### Activity
Starting at the line that contains "curb in the photo above." and ending at the line that contains "foliage in the photo above.", the lines below are to be given again exactly, with nothing added.

- Opening Delimiter -

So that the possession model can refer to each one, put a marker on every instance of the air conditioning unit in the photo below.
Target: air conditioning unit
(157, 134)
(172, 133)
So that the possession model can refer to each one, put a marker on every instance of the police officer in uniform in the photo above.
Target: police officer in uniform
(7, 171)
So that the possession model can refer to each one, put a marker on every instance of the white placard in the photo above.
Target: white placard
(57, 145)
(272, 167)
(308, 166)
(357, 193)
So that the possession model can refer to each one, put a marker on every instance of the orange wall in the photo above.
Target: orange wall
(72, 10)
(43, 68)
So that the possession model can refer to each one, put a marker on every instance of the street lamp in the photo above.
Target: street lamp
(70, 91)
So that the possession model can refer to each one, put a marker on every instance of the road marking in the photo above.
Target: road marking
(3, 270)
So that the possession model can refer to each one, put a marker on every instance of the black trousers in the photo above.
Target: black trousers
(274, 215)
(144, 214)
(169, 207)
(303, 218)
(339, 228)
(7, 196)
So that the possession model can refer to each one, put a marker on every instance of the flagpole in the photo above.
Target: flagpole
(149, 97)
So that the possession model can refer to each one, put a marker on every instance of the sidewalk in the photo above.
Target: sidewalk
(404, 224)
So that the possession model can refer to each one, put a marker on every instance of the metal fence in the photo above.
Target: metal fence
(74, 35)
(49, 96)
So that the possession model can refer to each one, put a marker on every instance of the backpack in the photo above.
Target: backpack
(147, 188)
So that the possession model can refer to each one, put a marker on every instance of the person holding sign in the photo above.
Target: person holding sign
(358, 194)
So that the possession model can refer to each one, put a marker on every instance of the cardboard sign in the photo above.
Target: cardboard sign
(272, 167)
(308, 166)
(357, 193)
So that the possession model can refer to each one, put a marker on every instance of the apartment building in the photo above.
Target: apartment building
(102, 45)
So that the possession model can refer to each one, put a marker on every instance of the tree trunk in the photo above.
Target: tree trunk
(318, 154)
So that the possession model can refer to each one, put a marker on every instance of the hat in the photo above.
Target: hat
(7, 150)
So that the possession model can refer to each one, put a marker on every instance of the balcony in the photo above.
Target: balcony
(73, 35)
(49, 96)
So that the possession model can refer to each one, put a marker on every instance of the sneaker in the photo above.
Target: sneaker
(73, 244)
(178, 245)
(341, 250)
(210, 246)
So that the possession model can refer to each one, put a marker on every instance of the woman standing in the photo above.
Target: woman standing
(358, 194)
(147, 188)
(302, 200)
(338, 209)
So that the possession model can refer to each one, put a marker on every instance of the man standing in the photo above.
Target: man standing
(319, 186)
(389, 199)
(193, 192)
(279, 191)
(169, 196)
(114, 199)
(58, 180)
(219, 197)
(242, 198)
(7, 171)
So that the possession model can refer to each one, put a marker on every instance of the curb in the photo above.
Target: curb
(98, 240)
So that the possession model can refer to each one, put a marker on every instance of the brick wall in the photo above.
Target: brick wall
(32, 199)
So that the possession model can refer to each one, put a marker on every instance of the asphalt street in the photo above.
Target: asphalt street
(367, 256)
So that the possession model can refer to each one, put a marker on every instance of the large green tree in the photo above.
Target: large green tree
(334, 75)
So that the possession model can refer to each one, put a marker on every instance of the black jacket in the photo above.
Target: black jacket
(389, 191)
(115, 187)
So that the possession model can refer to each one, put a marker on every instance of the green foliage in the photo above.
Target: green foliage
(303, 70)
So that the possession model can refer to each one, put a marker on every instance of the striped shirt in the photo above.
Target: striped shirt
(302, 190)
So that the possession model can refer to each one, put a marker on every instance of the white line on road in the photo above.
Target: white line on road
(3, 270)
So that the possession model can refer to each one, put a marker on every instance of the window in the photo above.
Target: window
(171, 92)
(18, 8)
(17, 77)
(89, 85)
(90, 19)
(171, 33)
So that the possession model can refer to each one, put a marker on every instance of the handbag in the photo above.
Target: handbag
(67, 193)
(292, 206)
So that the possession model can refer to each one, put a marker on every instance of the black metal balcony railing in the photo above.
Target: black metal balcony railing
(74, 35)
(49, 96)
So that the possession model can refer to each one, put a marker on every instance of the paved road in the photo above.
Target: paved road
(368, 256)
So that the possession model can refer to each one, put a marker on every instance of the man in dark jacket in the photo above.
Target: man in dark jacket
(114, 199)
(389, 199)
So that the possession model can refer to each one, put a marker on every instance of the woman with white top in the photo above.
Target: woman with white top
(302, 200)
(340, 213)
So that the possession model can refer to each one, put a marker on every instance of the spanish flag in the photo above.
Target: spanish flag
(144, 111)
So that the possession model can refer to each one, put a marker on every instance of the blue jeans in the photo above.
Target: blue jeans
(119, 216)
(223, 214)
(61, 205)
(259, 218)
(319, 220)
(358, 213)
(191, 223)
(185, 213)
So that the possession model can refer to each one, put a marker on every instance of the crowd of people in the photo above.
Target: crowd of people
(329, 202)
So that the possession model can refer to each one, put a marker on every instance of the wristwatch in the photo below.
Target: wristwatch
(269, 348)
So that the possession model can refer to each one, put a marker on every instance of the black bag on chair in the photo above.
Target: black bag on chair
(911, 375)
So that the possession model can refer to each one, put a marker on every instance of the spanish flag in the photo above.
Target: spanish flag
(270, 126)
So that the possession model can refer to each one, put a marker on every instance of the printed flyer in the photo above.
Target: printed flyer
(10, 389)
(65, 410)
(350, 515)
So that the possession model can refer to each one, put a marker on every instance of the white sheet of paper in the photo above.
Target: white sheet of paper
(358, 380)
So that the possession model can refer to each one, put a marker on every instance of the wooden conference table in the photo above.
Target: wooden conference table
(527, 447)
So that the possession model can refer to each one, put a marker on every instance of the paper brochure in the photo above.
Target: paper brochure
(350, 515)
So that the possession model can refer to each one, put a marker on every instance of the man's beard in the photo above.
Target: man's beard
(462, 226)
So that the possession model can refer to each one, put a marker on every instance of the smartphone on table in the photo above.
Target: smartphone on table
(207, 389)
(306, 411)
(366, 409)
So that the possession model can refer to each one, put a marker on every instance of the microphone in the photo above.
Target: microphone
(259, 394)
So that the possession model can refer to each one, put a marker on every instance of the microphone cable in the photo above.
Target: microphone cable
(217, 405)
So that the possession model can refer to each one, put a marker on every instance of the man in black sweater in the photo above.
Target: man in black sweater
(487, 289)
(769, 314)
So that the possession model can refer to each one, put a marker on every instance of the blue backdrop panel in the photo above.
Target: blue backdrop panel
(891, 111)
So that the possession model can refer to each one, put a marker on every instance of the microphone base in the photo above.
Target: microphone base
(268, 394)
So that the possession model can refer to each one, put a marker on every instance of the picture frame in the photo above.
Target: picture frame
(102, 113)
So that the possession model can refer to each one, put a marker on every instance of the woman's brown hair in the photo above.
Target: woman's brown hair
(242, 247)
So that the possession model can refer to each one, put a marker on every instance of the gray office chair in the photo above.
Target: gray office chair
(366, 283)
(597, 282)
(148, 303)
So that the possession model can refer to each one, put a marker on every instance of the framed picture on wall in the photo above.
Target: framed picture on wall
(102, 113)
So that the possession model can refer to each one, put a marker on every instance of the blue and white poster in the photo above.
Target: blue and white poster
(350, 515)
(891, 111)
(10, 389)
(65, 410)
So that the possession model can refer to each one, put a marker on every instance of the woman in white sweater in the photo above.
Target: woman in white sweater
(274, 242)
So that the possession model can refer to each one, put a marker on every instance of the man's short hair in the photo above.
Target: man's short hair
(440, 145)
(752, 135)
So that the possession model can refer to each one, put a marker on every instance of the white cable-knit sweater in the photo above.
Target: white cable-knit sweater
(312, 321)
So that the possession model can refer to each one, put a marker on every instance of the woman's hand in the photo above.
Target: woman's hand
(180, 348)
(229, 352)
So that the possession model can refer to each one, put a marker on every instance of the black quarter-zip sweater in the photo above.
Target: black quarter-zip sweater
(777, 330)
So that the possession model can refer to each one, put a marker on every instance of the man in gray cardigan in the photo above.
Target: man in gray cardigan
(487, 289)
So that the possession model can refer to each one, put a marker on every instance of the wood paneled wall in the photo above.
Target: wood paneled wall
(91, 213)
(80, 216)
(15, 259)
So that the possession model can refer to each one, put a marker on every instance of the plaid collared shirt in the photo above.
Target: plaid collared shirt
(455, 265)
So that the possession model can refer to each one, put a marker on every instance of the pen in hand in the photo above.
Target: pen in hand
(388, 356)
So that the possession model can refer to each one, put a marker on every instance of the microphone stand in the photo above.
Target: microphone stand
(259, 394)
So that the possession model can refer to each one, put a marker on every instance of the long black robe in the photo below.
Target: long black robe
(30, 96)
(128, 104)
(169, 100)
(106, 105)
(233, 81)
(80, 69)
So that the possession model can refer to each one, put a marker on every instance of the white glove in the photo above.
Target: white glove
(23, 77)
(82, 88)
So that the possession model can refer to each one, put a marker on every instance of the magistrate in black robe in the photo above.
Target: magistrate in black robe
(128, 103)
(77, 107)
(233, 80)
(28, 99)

- Closing Delimiter -

### Response area
So that the possession model can refer to each one, put a marker on every instance of the curb in the photo above.
Target: curb
(98, 240)
So that the possession model can refer to each one, put a marker on every instance of the brick wall in the photo above.
Target: brick wall
(32, 199)
So that the possession model can refer to each one, put a marker on every instance of the asphalt street in the photo above.
Target: asphalt street
(367, 256)
So that the possession model can refer to each one, put a marker on every instance of the large green tree in the photo above.
Target: large green tree
(334, 75)
So that the possession model can refer to each one, put a marker on every instance of the black jacket in the photo above.
Target: black jacket
(389, 191)
(115, 187)
So that the possession model can refer to each one, put a marker on every instance of the green foliage in the photo above.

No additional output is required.